_Tasks and exercises:_
A – Using the passage on the Amundsen-Scott station, decide whether each statement agrees with it: (i) the station was designed by a firm based in Hawaii; (ii) the new station is a single-story building; (iii) Marriott held the logistics contract for running the U.S. stations. Answer yes or no for each, quoting the words of the passage that settle it.
B – Reproduce word for word everything in the passage on the Amundsen-Scott station from "The new Amundsen-Scott" down to "a technological bubble.".
C – According to the passage on the Amundsen-Scott station, what has the outside of the station been covered with?

_Passage provided:_
- - - - -
The new Amundsen-Scott station, now nearing full completion, was designed in the 90s by the Hawaiian sustainable architecture firm, Ferraro Choi with construction commenced at the start of the new millennium. The most ambitious architectural project ever undertaken at the Pole, it is an enormous structure, many times larger than any of the previous stations. It is a singular, fully enclosed two-story four-winged building built on pillars that will eventually be used to raise the station against the inevitable ice drift. Gone are the human scale, intimate feel, and the sensed relationship between human habitat and extreme climate. In contrast to the Dome and the temporary Quonset huts out on the ice near the cargo area built to house workers, those inside the new station feel safely tucked in a technological bubble.
The interior itself feels like a cross between interchangeable non-places like LAX and Southern California shopping malls, mixed with a set design for a Star Trek episode. Both the design and the construction materials, particularly in the sleeping areas, are engineered to repel personal touches. In contrast to the Dome, the design of the Amundsen-Scott berths resolutely conveys that all traces of a given occupant will automatically be disappeared once she or he leaves the quarters with only the timeless presence of the building remaining. Most imposing though is the outside of the station, which has become consistently more imposing since my 2004 residency, now that it has been “skinned” over with a black patina. Resembling a stealth bomber, it hardly seems ironic that Raytheon, the world’s largest weapon manufacturer currently holds the logistics contract for running the U.S. stations in Antarctica while Marriott (during my stay) was in charge of the food services.
- - - - -
_Material:_

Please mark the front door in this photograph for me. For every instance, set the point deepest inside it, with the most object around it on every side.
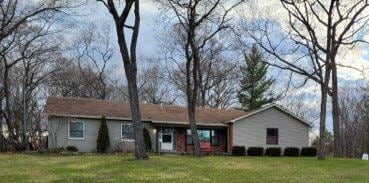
(167, 139)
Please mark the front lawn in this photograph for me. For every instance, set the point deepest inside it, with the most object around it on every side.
(175, 168)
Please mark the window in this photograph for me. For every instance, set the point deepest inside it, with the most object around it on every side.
(76, 130)
(214, 137)
(167, 138)
(188, 137)
(204, 137)
(127, 132)
(167, 135)
(272, 136)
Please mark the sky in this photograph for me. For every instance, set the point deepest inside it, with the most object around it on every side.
(95, 13)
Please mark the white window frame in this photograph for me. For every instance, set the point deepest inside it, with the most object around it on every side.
(121, 132)
(84, 130)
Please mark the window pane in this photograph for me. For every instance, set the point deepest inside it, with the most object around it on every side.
(76, 129)
(167, 138)
(272, 136)
(188, 137)
(204, 135)
(215, 137)
(127, 132)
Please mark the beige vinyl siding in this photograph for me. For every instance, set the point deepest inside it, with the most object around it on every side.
(58, 135)
(251, 131)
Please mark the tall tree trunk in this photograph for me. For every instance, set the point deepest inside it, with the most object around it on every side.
(140, 150)
(335, 114)
(191, 102)
(322, 131)
(130, 67)
(7, 111)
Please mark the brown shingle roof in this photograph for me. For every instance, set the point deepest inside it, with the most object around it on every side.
(93, 108)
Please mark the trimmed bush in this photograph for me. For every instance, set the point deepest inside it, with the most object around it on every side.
(239, 151)
(255, 151)
(291, 151)
(273, 151)
(103, 141)
(52, 151)
(71, 149)
(308, 151)
(147, 139)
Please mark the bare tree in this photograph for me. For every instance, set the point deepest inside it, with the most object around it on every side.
(154, 85)
(193, 17)
(93, 52)
(130, 65)
(24, 26)
(354, 123)
(317, 30)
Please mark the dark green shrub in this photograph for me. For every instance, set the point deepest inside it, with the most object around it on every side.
(71, 148)
(239, 151)
(255, 151)
(273, 151)
(54, 150)
(103, 141)
(308, 151)
(291, 151)
(147, 139)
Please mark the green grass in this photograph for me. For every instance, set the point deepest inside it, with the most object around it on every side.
(175, 168)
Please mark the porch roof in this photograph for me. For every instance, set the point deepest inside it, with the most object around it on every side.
(155, 113)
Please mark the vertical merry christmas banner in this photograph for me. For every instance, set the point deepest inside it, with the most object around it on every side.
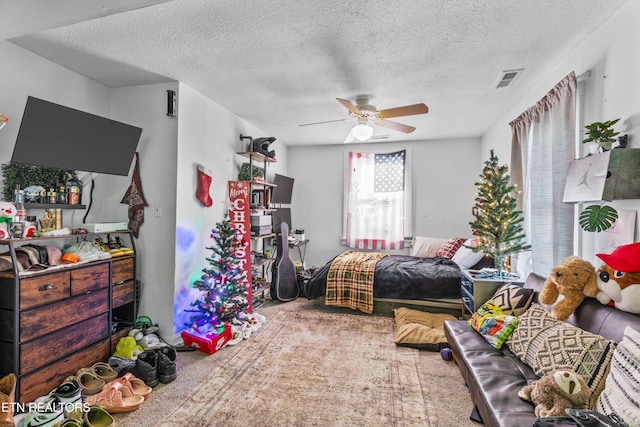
(239, 215)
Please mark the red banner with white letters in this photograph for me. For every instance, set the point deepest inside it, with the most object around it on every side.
(239, 213)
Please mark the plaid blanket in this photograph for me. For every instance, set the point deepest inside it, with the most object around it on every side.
(350, 280)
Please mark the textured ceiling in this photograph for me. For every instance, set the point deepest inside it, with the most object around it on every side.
(281, 63)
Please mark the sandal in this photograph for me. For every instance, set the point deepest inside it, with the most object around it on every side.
(104, 371)
(89, 382)
(97, 416)
(116, 398)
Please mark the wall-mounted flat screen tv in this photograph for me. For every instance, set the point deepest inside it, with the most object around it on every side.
(283, 190)
(52, 135)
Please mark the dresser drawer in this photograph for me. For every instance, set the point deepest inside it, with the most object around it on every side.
(40, 321)
(122, 270)
(44, 350)
(41, 382)
(123, 294)
(89, 278)
(42, 289)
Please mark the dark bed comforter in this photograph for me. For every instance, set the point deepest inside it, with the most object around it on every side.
(402, 277)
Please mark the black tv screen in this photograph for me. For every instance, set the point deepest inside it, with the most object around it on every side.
(52, 135)
(283, 190)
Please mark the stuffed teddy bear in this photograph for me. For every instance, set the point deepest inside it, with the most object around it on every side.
(574, 278)
(555, 392)
(619, 278)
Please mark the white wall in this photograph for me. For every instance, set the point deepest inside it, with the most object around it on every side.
(443, 177)
(612, 91)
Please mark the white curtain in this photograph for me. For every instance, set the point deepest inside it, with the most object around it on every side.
(375, 202)
(543, 145)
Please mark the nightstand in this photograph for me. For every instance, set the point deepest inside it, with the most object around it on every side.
(476, 290)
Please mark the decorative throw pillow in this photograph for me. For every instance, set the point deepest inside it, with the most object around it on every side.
(449, 248)
(420, 329)
(491, 322)
(513, 299)
(547, 344)
(465, 257)
(621, 392)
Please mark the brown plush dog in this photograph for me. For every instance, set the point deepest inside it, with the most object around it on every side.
(557, 391)
(574, 278)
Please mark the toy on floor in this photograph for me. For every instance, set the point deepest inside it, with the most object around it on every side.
(575, 279)
(619, 278)
(555, 392)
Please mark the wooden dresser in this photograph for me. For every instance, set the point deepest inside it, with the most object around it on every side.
(55, 321)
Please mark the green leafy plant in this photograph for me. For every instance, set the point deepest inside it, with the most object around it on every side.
(597, 218)
(25, 175)
(602, 133)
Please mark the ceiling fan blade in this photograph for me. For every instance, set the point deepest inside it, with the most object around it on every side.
(326, 121)
(407, 110)
(349, 105)
(395, 126)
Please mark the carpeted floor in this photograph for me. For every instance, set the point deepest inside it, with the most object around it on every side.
(310, 366)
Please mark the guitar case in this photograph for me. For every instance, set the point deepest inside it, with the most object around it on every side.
(284, 283)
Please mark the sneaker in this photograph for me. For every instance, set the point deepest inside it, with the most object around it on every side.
(167, 358)
(147, 368)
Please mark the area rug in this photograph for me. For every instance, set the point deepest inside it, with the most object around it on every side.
(312, 369)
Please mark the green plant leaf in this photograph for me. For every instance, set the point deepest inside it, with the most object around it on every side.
(597, 218)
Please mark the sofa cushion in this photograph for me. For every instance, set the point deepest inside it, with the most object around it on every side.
(547, 344)
(512, 299)
(491, 322)
(621, 392)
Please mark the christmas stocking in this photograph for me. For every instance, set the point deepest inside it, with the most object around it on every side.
(204, 182)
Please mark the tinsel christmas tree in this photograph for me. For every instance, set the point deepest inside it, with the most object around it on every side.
(224, 282)
(497, 224)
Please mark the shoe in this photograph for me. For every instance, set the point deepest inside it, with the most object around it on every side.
(7, 399)
(116, 398)
(97, 416)
(104, 371)
(167, 358)
(147, 368)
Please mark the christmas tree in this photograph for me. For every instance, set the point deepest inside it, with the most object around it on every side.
(497, 223)
(224, 282)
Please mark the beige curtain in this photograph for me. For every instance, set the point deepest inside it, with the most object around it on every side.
(542, 146)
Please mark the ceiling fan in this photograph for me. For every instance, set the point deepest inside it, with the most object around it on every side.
(364, 112)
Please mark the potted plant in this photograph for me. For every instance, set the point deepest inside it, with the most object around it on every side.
(602, 133)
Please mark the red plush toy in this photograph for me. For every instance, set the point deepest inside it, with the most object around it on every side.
(619, 278)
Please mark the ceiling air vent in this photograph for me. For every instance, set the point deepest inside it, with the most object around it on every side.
(507, 77)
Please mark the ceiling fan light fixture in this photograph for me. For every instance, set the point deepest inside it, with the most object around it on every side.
(362, 131)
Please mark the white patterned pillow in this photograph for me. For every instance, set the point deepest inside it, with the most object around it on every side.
(546, 344)
(621, 392)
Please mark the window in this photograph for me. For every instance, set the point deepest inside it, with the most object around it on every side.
(375, 201)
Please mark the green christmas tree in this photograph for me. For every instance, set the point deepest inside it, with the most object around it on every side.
(224, 282)
(497, 224)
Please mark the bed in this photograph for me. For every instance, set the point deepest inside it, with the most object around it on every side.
(428, 277)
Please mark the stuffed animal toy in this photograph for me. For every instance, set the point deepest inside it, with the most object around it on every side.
(619, 278)
(557, 391)
(574, 278)
(7, 213)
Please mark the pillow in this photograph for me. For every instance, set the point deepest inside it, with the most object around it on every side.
(449, 248)
(426, 246)
(547, 344)
(621, 392)
(491, 322)
(465, 257)
(513, 299)
(421, 330)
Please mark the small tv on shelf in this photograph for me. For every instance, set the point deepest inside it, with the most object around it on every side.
(283, 190)
(52, 135)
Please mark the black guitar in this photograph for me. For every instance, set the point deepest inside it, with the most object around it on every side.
(284, 283)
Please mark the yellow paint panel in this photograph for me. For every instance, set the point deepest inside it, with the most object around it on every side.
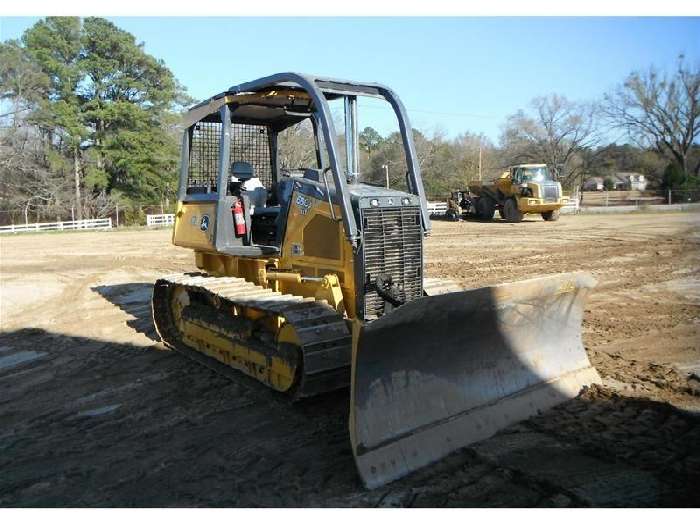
- - - - -
_Answers:_
A –
(i) Yes: "designed in the 90s by the Hawaiian sustainable architecture firm, Ferraro Choi"
(ii) No: "It is a singular, fully enclosed two-story four-winged building"
(iii) No: "Raytheon, the world’s largest weapon manufacturer currently holds the logistics contract for running the U.S. stations in Antarctica while Marriott (during my stay) was in charge of the food services"

B –
The new Amundsen-Scott station, now nearing full completion, was designed in the 90s by the Hawaiian sustainable architecture firm, Ferraro Choi with construction commenced at the start of the new millennium. The most ambitious architectural project ever undertaken at the Pole, it is an enormous structure, many times larger than any of the previous stations. It is a singular, fully enclosed two-story four-winged building built on pillars that will eventually be used to raise the station against the inevitable ice drift. Gone are the human scale, intimate feel, and the sensed relationship between human habitat and extreme climate. In contrast to the Dome and the temporary Quonset huts out on the ice near the cargo area built to house workers, those inside the new station feel safely tucked in a technological bubble.

C – It has been "skinned" over with a black patina.